### Problem
Identify every line below that contains the word "window" and copy each one in full. Treat uppercase and lowercase as different.

##### Materials provided

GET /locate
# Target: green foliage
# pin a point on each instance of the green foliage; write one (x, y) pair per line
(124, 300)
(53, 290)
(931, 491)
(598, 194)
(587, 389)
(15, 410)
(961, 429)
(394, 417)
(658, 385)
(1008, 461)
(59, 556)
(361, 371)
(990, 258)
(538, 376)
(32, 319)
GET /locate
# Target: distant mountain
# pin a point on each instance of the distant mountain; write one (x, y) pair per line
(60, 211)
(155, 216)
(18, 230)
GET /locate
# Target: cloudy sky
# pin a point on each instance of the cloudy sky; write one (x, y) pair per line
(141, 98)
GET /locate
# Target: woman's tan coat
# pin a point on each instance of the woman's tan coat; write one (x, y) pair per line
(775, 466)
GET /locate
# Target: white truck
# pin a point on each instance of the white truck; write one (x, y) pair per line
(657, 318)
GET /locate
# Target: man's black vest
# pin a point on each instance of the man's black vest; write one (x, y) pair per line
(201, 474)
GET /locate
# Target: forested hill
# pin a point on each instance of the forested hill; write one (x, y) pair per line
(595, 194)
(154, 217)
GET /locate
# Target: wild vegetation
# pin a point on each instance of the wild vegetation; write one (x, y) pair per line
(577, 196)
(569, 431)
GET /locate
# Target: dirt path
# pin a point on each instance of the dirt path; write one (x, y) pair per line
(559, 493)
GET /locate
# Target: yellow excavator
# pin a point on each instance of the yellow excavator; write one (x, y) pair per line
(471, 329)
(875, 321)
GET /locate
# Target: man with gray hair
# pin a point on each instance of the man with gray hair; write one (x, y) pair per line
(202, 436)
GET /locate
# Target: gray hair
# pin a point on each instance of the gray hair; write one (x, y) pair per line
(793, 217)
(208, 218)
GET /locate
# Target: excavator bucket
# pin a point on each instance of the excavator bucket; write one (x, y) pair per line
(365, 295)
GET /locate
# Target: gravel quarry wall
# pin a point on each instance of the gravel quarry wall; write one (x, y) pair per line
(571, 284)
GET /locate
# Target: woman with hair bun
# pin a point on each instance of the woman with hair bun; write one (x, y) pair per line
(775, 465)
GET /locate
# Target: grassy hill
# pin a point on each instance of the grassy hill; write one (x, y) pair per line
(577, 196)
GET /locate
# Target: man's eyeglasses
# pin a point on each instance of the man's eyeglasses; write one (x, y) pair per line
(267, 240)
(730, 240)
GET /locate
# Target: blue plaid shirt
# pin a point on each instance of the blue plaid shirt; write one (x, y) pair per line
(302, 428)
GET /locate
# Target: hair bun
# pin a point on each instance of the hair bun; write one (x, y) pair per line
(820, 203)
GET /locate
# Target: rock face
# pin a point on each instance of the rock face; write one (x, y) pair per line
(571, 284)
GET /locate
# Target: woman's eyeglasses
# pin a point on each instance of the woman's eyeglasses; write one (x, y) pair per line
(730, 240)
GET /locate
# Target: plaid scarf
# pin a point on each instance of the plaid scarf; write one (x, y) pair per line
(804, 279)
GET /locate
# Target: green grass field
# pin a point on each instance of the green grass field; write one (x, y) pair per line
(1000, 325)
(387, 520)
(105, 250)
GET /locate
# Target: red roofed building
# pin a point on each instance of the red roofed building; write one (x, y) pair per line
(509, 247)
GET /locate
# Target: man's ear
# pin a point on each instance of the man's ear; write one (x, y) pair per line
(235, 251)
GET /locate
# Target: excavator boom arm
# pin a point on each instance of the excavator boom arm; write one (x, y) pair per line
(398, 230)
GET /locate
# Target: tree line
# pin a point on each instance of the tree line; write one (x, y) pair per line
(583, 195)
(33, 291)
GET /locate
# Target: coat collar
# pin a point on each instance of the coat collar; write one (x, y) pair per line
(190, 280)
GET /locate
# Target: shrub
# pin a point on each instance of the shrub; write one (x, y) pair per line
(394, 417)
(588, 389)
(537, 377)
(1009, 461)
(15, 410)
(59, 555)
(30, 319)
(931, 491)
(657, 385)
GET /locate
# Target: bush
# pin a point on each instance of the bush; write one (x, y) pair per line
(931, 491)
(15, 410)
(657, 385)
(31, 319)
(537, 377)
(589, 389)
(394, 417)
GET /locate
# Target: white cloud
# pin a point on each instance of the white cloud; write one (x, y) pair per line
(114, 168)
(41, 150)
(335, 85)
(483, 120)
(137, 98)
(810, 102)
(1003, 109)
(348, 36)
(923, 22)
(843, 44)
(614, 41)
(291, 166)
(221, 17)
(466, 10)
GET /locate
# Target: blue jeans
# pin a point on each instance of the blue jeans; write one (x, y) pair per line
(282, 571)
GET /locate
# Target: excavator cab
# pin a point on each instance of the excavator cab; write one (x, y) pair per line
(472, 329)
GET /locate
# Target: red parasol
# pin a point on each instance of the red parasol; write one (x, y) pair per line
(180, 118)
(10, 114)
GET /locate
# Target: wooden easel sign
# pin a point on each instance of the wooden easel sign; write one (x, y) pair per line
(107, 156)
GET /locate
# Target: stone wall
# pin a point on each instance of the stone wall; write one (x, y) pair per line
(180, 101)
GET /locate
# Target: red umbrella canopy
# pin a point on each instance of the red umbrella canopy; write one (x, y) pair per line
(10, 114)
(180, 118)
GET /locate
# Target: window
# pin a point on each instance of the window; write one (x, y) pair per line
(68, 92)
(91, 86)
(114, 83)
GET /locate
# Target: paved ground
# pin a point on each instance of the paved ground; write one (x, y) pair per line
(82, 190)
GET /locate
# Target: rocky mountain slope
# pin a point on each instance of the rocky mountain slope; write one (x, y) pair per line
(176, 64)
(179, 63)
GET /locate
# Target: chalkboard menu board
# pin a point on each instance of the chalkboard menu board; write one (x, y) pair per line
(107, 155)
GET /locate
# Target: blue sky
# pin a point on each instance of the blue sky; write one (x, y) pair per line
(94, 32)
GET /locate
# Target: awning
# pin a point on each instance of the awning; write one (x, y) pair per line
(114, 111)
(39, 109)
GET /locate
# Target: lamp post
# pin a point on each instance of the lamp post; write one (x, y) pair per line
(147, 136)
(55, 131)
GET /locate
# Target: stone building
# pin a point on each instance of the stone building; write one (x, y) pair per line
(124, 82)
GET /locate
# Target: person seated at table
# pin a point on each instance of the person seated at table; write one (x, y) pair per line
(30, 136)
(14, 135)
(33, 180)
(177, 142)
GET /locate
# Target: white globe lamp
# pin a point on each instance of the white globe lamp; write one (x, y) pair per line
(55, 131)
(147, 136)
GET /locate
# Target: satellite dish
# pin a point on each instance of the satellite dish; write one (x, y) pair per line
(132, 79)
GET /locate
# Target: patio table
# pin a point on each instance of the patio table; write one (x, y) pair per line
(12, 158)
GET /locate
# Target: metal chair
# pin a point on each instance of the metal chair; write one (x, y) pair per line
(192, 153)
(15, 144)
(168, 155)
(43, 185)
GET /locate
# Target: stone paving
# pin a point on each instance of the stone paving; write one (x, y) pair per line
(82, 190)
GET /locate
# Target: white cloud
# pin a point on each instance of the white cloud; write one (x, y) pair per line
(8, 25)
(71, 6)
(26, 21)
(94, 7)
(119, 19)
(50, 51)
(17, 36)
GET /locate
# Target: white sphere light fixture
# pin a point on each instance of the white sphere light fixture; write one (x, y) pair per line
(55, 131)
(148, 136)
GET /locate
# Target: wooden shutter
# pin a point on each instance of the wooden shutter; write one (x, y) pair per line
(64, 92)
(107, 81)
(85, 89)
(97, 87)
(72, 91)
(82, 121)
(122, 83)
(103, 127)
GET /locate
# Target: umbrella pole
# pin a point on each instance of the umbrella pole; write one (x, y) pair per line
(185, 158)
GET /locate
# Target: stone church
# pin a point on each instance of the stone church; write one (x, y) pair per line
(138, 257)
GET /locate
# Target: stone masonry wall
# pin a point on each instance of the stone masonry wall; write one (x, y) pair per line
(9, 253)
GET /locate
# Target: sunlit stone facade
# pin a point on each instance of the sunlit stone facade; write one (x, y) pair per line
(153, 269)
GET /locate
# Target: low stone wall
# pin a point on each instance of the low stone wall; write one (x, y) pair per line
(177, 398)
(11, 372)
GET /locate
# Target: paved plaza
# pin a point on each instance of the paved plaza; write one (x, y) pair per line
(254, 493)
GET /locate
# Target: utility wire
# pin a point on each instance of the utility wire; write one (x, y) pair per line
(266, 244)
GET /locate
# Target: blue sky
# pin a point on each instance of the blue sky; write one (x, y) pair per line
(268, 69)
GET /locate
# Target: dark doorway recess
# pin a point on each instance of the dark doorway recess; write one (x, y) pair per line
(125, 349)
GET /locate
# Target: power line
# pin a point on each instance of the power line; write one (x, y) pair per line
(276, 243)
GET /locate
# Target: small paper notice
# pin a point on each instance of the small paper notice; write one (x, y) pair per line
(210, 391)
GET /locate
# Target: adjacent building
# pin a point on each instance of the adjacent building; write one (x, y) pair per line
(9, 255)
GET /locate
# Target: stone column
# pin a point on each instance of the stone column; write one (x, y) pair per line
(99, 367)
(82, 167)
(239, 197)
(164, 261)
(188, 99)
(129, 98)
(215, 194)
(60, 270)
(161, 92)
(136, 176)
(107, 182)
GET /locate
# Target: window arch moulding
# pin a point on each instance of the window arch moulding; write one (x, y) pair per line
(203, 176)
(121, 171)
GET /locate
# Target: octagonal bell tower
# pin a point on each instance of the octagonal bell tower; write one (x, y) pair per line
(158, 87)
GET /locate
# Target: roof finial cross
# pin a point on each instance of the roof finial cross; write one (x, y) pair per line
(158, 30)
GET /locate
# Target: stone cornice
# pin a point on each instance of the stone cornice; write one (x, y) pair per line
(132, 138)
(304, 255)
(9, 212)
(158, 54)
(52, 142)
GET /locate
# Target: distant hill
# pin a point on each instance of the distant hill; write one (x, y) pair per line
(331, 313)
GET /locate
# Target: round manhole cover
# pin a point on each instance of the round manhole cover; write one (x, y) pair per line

##########

### Task output
# Target: window
# pin a point on each instance of the window; write one (x, y) pair per line
# Target: window arch moulding
# pin a point on each instance of the window arch moulding; write one (x, y) pair per line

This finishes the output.